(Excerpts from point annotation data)
# # #

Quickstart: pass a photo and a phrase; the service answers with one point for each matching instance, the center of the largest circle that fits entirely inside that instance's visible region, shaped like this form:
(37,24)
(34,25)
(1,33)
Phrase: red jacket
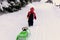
(31,11)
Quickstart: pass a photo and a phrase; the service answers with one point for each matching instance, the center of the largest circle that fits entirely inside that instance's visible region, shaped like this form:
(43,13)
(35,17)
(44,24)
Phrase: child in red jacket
(31,15)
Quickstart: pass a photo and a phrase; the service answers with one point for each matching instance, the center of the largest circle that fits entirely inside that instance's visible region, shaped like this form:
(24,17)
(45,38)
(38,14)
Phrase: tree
(49,1)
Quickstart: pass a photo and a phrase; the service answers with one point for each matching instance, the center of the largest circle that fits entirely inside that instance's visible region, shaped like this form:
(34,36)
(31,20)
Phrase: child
(23,34)
(31,15)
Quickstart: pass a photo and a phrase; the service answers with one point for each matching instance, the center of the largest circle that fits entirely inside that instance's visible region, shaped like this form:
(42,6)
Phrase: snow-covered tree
(49,1)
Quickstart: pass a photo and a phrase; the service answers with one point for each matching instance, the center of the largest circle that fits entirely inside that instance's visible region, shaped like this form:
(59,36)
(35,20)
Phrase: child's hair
(24,28)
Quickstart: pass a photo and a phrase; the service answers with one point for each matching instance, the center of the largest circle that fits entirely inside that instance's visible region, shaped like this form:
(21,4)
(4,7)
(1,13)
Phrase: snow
(46,27)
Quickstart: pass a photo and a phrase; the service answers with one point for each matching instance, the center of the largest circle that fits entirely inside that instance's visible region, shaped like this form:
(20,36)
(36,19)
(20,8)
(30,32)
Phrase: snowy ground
(46,27)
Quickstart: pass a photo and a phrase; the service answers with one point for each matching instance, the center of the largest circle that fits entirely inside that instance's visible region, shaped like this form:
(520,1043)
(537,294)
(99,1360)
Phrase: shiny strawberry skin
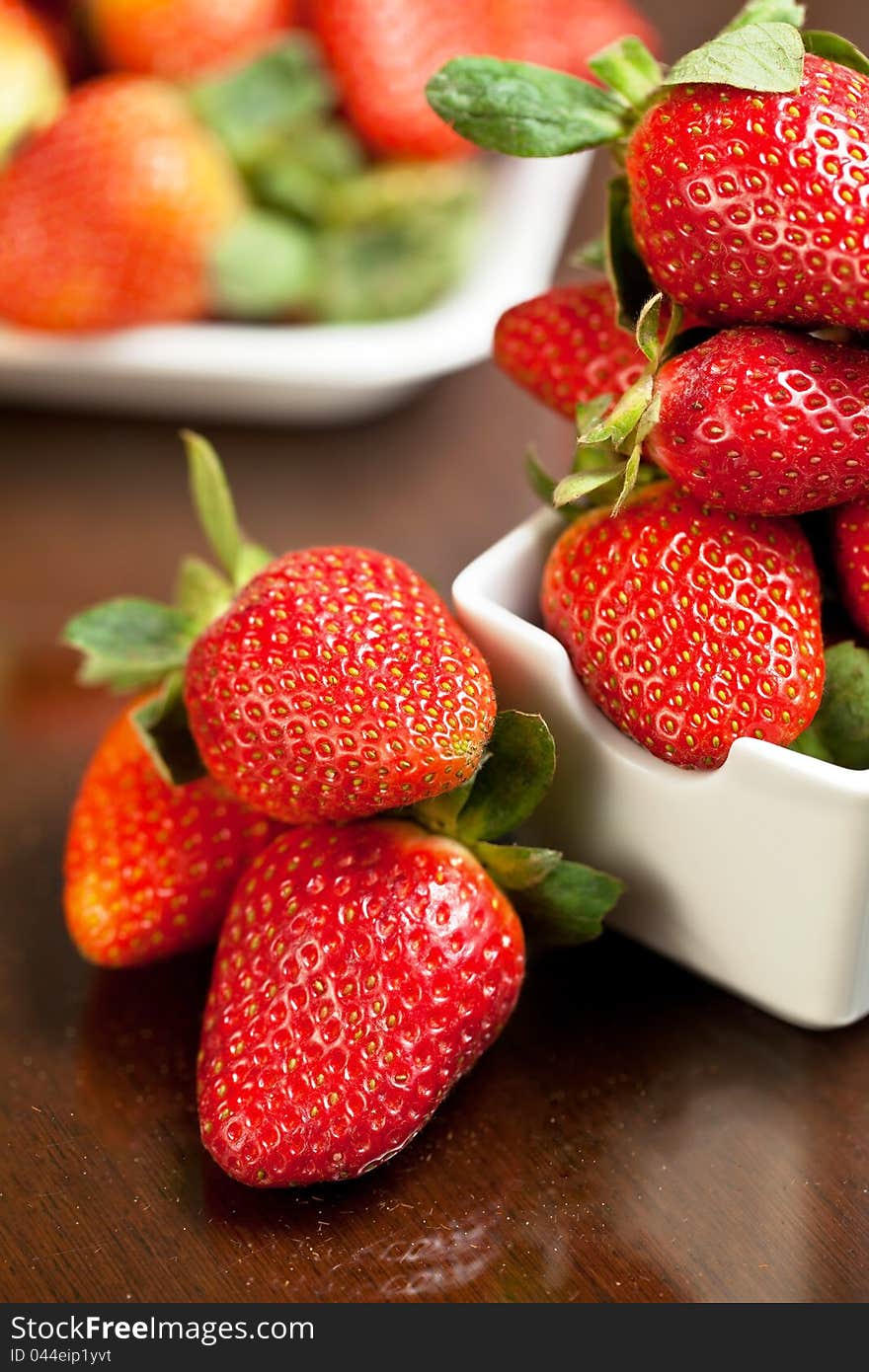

# # #

Pull out each line of the material above that contains the word "tree".

- [Task output]
Phrase: tree
Phrase: snow-covered tree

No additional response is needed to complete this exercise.